_所给条目_.
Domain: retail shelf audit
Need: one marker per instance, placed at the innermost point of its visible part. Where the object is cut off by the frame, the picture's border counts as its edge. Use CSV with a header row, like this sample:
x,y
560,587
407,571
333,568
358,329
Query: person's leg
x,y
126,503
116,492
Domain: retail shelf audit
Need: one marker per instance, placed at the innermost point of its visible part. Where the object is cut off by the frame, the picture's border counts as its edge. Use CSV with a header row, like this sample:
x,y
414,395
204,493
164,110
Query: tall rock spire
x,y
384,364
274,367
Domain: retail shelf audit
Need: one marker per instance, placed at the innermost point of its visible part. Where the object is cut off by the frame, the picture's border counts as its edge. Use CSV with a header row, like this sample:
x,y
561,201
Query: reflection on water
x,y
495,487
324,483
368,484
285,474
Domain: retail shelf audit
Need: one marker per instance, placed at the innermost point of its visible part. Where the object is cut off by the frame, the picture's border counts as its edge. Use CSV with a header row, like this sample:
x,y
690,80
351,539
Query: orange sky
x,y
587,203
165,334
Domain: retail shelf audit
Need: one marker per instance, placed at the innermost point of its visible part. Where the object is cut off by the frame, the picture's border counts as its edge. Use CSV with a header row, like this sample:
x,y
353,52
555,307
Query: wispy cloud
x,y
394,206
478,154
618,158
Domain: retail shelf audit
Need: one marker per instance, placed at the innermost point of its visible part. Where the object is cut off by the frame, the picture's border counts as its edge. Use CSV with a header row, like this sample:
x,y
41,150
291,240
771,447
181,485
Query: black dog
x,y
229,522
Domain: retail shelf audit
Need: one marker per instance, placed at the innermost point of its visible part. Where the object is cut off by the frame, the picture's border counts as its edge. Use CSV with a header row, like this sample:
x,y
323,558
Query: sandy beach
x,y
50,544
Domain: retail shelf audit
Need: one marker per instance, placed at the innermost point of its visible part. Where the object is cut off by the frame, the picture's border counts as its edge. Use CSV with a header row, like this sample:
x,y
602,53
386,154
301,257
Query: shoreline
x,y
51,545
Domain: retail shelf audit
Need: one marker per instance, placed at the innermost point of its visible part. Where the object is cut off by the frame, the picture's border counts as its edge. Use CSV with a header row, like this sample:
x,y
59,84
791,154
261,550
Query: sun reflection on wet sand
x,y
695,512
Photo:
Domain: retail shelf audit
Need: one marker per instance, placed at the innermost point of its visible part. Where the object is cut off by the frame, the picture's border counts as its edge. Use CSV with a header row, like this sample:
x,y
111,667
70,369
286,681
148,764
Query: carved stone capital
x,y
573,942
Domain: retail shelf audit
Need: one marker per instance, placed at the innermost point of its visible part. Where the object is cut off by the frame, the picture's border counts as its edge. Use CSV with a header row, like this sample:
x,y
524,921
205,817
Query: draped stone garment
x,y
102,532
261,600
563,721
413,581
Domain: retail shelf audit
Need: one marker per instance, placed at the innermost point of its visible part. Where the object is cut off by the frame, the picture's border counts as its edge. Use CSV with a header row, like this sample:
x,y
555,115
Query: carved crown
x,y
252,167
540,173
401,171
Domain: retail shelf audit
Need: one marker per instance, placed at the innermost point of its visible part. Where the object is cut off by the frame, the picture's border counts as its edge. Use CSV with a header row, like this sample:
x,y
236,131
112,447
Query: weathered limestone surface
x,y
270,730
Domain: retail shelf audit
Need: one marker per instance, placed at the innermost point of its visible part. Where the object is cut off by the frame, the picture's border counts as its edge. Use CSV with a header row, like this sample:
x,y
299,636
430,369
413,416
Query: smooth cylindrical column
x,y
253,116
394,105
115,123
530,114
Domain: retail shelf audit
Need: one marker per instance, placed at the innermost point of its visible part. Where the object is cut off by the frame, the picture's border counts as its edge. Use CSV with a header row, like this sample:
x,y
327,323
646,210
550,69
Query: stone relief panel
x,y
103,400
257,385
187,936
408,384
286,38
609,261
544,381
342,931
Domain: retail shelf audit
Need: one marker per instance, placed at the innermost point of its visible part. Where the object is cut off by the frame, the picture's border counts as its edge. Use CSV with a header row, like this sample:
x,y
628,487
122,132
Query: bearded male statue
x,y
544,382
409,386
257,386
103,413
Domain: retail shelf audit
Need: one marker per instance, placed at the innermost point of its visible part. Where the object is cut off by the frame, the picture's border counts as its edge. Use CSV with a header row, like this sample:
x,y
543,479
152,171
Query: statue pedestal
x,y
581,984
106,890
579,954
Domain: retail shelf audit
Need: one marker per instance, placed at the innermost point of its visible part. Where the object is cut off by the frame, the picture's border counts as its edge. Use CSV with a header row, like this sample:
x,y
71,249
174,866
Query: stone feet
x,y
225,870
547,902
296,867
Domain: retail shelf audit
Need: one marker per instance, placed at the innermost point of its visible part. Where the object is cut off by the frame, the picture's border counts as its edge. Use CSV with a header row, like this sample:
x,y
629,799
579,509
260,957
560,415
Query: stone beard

_给定任务_. 数一数上面的条目中有几行含有“carved”这个词，要区分大小写。只给出行数。

_任务输出_. 2